§ **COMPLETE O SEGUINTE**:
**A.** Indique se cada afirmação concorda com o texto sobre a frase de Greta Thunberg, respondendo sim ou não e citando as palavras exatas do texto que o decidem. (i) Há mais de quarenta anos que a ciência dá informações sobre a destruição do planeta. (ii) Temos agido depressa para resolver o problema. (iii) A frase citada de Greta Thunberg pede que mantenhamos a calma.
**B.** Continue, por favor, o texto sobre a frase de Greta Thunberg a partir do ponto em que termina.

§ **TEXTO FORNECIDO**:

10 março 2020
afinal parece que somos capazes de entrar em pânico...
Por estes dias tenho pensado muito numa das frases que Greta Thunberg mais repete: "a nossa casa está a arder - é preciso que vocês entrem em pânico". De facto, há mais de quarenta anos que estamos a receber informações da ciência sobre o processo de destruição do planeta até um ponto que põe a nossa própria sobrevivência em risco, mas temos conseguido ignorar, e esperar que outros resolvam o problema. Porque - alegadamente - nada deve pôr em causa o sacrossanto direito à prosperidade e à melhoria do nível de vida de cada um.

§ **DADOS FORNECIDOS**:
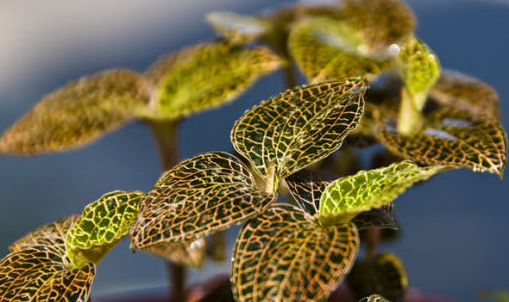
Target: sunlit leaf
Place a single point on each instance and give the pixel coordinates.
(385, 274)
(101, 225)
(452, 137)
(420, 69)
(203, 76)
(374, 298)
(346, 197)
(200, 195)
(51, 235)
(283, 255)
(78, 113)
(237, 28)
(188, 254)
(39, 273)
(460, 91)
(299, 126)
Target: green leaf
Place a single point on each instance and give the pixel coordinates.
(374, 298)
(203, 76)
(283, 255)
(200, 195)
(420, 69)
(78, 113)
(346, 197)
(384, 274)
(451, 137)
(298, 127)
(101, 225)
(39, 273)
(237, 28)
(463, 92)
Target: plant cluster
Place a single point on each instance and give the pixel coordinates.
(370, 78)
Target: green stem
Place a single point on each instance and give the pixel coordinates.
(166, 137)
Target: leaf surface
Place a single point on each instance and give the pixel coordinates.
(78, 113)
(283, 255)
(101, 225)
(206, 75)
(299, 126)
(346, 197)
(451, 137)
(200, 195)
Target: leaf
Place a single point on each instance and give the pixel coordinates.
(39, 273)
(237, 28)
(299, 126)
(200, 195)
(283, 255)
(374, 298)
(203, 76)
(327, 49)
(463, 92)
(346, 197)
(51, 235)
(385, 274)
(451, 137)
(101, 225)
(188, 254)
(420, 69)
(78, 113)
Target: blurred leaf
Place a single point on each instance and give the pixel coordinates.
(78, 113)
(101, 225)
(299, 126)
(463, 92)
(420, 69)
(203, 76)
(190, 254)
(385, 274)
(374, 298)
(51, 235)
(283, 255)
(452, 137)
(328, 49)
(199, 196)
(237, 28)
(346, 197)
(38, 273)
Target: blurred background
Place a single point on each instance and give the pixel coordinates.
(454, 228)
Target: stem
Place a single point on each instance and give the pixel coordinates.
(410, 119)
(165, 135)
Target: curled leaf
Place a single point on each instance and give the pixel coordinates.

§ **RESPOSTAS POR ORDEM**:
**A.**
(i) Sim: "há mais de quarenta anos que estamos a receber informações da ciência sobre o processo de destruição do planeta"
(ii) Não: "mas temos conseguido ignorar, e esperar que outros resolvam o problema"
(iii) Não: "é preciso que vocês entrem em pânico"

**B.**
O pânico é uma cena que não nos assiste. Mesmo sabendo que, a continuar assim, em meia dúzia de anos chegaremos a um efeito acumulado de poluição atmosférica que provocará um desgoverno sem retorno no equilíbrio da natureza como o conhecemos até agora, e que em breve começaremos a assistir a movimentos migratórios de uma dimensão que fará a actual crise do Mediterrâneo parecer uma brincadeira de crianças.
Sinceramente, não entendo. Sabemos que o nosso estilo de vida nos está a conduzir a passos largos para a catástrofe, sabemos que os nossos filhos vão sofrer horrores por causa das escolhas de consumo, profissionais e de lazer que fazemos todos os dias. Mas nem isso nos impele a rever as nossas escolhas e - mais importante ainda - a dar aos nossos políticos sinais fortes de que terão o nosso apoio quando impuserem medidas fundamentais e urgentes para o planeta, mesmo que tenham grande impacto no nosso nível de vida.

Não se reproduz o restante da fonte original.